(Goal of the exercise): Rewrite the entries from the line with "Field-scouting task: mark every instance of the cloud" up to and including the line with "point(400, 171)", putting "bank of clouds" in place of "cloud formation" and keeping everything else the same.

[Dataset excerpts on object pointing]
——————————
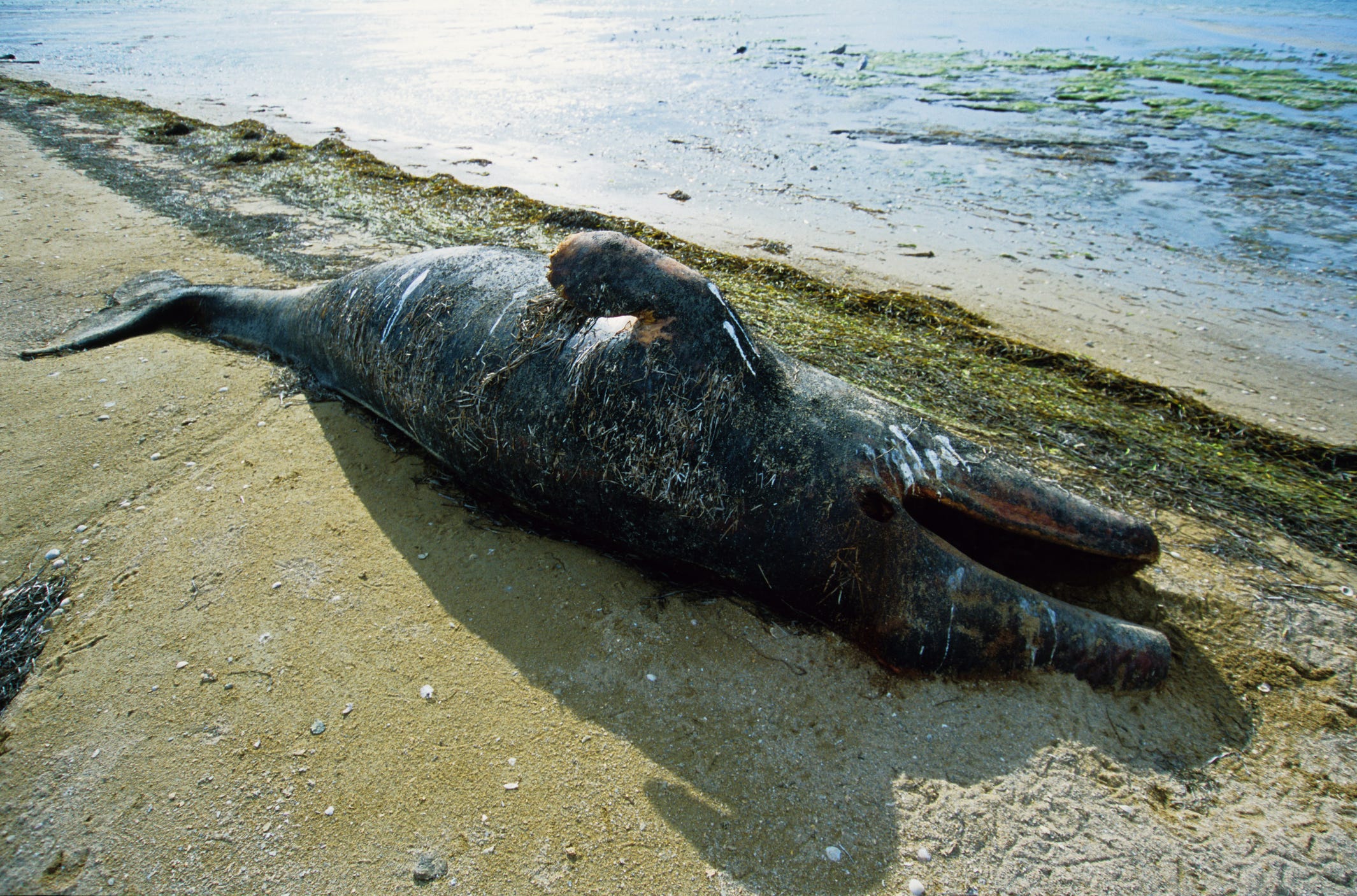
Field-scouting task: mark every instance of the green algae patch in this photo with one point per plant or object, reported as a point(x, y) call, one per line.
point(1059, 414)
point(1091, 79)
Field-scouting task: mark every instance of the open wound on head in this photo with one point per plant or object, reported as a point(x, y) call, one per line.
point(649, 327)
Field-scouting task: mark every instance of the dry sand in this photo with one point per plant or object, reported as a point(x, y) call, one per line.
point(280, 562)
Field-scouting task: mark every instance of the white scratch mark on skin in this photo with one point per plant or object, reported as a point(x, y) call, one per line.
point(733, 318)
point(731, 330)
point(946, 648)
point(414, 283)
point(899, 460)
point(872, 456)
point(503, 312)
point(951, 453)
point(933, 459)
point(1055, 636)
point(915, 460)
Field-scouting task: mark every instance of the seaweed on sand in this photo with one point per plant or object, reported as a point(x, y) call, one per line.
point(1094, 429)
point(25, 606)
——————————
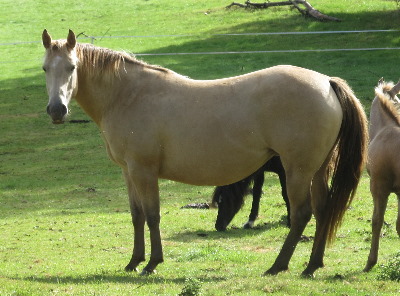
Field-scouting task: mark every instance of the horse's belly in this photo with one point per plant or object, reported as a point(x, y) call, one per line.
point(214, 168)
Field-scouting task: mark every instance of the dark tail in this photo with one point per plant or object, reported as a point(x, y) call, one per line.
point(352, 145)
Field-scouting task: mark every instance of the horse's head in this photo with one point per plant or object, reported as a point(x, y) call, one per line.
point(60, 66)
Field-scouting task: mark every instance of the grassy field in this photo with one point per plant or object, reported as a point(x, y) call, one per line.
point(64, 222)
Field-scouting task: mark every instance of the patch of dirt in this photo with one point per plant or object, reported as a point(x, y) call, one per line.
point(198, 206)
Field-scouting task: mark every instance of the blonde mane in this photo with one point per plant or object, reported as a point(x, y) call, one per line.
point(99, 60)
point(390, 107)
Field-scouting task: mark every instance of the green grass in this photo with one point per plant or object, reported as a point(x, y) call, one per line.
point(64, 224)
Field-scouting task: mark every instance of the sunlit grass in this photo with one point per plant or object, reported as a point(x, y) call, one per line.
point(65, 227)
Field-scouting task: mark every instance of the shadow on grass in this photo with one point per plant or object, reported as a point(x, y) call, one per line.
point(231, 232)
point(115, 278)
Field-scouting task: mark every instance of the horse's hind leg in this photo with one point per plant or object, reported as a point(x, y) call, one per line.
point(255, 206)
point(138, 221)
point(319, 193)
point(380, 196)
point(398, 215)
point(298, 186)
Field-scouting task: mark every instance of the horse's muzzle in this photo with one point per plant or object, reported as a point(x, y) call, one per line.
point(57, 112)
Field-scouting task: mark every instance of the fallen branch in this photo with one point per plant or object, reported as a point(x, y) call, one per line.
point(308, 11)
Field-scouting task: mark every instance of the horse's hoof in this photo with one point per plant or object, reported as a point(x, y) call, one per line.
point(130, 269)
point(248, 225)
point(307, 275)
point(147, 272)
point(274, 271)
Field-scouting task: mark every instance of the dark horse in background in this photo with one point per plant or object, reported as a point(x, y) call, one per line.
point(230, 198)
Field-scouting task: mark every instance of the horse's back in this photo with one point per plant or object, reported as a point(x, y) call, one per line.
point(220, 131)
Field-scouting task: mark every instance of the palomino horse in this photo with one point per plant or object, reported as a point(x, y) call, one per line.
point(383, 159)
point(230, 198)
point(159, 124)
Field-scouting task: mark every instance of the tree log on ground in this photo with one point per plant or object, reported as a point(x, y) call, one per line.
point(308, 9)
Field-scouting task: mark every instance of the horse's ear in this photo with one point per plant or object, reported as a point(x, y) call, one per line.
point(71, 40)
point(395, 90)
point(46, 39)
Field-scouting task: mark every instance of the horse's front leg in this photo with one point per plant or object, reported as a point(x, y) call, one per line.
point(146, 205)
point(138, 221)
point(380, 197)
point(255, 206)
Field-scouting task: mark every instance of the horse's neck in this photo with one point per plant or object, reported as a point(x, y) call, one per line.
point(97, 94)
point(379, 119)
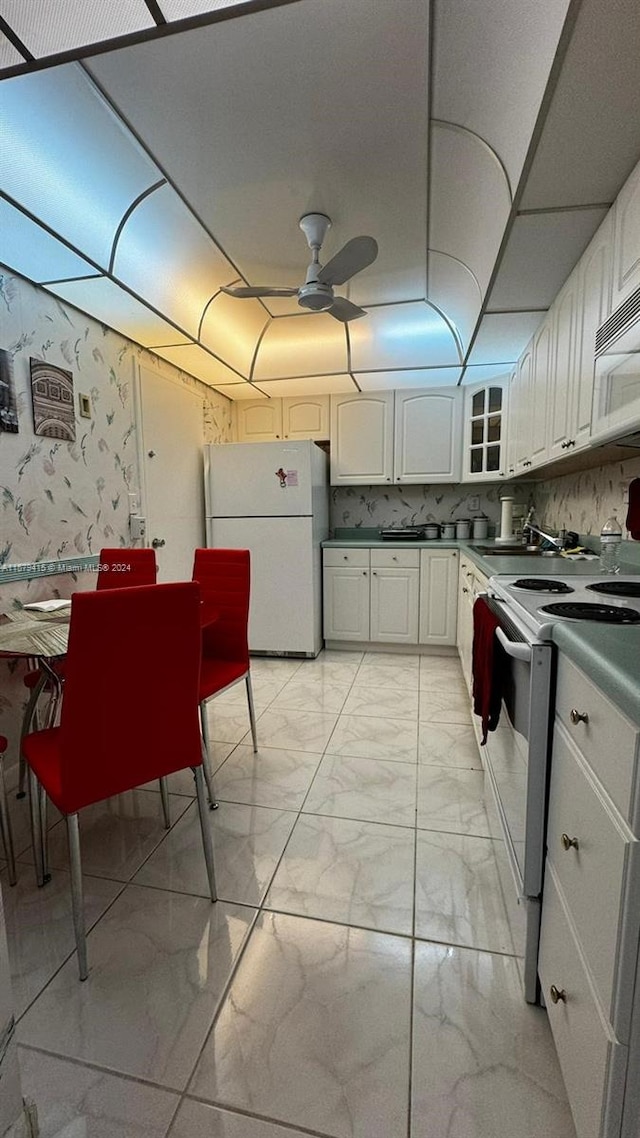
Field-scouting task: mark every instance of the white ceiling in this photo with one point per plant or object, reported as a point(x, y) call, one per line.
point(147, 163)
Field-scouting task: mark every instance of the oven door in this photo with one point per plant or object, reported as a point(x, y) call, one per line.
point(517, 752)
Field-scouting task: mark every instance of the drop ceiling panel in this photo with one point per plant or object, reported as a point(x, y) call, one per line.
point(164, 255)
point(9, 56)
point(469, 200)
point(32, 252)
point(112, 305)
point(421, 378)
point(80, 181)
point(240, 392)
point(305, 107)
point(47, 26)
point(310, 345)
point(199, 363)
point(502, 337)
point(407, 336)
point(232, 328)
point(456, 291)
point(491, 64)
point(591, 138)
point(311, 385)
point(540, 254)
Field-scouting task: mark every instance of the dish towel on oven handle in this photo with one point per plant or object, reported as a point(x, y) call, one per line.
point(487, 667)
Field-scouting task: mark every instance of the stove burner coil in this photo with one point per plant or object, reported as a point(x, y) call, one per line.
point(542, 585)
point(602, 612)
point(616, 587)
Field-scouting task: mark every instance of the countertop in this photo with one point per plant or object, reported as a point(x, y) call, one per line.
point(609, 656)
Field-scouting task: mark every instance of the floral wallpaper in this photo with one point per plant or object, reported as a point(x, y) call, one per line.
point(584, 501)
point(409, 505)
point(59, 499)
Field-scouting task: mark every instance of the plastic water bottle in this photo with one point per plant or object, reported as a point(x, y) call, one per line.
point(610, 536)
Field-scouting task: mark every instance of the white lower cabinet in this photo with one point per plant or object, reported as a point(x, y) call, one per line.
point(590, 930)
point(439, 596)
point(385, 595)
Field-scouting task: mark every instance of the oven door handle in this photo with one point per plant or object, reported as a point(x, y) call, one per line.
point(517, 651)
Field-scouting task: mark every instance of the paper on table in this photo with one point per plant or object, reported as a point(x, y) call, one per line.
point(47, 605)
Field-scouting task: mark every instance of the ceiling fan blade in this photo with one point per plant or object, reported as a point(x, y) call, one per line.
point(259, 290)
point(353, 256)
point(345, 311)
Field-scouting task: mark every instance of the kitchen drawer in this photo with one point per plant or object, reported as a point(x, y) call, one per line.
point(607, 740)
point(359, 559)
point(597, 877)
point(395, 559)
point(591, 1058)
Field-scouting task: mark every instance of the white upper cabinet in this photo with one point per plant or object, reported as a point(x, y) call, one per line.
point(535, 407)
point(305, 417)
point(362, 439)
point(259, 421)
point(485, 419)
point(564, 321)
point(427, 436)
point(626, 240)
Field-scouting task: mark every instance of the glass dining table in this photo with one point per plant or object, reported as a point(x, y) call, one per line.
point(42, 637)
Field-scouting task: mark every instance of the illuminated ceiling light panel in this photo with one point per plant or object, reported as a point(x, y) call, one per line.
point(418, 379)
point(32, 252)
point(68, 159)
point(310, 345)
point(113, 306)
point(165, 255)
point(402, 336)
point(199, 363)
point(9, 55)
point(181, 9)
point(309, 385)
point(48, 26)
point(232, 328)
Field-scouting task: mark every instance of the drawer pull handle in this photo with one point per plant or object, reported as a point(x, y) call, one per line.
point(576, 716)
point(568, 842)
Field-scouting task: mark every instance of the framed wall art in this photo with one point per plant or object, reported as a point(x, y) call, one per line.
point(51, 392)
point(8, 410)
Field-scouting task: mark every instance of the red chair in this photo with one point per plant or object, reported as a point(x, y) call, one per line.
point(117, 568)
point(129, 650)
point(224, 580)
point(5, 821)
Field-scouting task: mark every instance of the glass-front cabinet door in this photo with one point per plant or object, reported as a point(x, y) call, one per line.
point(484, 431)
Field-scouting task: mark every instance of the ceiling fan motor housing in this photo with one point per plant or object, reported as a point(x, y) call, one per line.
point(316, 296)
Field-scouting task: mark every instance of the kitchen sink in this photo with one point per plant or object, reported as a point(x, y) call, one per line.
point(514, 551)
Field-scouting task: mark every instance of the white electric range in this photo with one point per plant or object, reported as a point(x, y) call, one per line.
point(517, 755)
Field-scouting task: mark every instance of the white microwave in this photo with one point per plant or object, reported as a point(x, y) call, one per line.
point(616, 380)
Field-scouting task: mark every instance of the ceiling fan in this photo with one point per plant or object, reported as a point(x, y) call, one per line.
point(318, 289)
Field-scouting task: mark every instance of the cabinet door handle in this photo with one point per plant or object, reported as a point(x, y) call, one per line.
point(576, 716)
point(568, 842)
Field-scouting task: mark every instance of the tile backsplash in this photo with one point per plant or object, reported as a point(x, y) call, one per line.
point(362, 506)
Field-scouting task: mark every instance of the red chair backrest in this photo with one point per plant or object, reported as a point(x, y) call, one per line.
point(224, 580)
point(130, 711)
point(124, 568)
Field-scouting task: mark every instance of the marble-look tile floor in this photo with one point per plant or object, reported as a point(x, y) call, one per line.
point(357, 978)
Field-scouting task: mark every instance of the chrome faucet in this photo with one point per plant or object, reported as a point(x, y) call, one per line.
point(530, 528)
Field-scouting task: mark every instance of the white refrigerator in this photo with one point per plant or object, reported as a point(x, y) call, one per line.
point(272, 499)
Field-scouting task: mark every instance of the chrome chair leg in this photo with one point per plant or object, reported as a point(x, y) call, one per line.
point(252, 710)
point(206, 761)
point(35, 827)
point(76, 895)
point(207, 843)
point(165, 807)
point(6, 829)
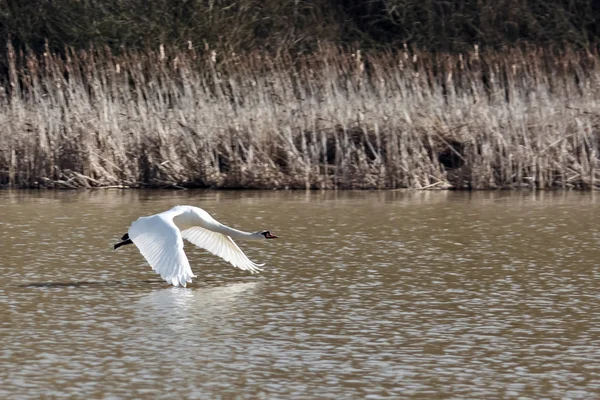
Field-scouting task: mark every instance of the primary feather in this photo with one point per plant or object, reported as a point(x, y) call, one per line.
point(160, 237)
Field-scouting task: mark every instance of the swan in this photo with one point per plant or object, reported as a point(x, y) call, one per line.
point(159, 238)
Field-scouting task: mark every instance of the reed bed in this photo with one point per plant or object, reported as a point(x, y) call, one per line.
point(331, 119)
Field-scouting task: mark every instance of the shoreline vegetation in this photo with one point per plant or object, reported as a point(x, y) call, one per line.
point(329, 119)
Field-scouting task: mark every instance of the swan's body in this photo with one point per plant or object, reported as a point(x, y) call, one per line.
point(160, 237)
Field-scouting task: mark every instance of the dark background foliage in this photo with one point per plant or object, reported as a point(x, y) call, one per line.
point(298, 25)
——————————
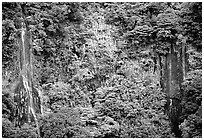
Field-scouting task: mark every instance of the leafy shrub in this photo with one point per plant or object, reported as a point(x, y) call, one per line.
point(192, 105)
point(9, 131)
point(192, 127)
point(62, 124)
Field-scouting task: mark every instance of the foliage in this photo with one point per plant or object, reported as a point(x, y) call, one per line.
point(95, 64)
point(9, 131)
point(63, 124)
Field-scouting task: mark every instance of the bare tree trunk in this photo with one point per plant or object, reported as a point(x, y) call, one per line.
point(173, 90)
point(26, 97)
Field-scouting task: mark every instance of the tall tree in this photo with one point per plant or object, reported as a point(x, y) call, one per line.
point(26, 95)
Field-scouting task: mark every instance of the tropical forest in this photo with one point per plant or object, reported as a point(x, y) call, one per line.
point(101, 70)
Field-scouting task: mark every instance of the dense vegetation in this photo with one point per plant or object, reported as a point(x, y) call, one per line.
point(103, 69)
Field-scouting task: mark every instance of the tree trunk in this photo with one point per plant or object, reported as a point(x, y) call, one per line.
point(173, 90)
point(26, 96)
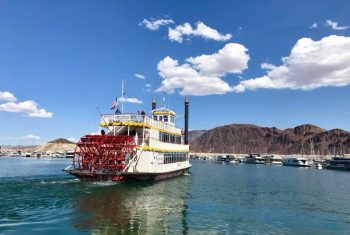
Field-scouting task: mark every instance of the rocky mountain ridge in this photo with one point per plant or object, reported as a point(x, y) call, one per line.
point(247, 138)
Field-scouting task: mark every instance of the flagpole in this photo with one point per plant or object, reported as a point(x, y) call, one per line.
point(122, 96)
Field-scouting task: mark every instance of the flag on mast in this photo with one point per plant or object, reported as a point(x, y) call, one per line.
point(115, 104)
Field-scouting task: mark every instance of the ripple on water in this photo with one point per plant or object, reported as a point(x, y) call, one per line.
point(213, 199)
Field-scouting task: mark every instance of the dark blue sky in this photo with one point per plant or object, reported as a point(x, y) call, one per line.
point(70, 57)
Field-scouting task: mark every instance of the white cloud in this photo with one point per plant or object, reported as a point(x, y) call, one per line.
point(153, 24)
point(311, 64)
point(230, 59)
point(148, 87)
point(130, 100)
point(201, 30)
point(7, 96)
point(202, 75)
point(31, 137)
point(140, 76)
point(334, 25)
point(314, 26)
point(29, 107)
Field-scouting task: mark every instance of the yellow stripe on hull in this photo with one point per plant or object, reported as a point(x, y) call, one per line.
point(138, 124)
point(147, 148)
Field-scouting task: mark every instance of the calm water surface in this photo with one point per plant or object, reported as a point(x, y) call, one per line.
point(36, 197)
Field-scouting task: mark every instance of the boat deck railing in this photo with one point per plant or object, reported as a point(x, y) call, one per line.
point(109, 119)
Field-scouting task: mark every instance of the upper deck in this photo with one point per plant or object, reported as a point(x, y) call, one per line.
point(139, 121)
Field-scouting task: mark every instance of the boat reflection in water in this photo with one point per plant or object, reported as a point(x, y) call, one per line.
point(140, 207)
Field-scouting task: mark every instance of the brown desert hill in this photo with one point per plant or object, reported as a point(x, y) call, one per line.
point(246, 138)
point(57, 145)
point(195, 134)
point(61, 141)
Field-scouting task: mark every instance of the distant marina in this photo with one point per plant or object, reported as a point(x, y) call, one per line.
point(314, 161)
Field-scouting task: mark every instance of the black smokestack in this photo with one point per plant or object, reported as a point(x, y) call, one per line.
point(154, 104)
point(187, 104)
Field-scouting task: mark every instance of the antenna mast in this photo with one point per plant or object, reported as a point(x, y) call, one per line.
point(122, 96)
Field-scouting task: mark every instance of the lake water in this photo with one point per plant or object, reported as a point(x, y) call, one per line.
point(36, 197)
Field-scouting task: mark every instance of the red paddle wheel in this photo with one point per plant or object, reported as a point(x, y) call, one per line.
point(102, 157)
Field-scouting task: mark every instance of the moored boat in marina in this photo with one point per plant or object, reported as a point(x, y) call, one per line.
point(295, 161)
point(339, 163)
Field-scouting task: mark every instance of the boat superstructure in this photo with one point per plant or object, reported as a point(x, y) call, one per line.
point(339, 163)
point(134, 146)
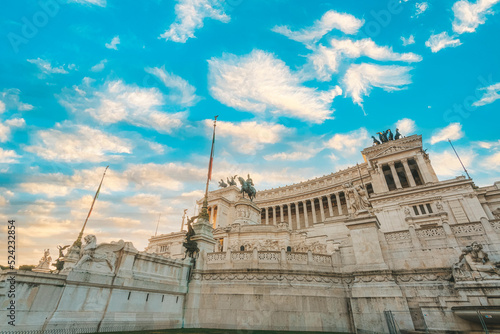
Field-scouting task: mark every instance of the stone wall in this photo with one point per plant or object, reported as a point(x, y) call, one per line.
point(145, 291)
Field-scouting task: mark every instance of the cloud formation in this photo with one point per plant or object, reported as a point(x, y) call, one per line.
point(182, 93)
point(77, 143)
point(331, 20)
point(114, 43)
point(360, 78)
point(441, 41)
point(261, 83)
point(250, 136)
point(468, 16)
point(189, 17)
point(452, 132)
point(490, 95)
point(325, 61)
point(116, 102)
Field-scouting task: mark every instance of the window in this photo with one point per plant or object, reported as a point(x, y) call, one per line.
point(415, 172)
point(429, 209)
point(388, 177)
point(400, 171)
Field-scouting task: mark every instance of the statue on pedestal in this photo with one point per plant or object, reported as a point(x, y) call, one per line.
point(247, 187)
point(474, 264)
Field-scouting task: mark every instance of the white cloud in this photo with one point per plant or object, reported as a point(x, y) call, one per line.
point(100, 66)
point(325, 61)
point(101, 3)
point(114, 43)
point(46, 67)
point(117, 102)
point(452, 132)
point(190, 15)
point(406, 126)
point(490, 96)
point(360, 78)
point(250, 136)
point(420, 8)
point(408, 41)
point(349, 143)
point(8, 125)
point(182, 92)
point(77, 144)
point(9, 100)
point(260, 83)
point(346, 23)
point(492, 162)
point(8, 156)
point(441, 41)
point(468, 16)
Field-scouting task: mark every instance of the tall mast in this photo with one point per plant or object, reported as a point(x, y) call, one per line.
——————————
(Response to the exercise):
Field-scouting task: mark every instance of the bank of clouds in this photo with one point per plant or object, reported as a point(x, y) call, one per line.
point(182, 93)
point(77, 143)
point(331, 20)
point(114, 43)
point(360, 78)
point(441, 41)
point(261, 83)
point(250, 136)
point(468, 16)
point(189, 17)
point(452, 132)
point(490, 95)
point(325, 61)
point(116, 102)
Field-scouting task: mark every instance of the window in this photo with one point per plant or object, reported as a point(x, y) call, one per line.
point(415, 172)
point(429, 209)
point(388, 177)
point(400, 171)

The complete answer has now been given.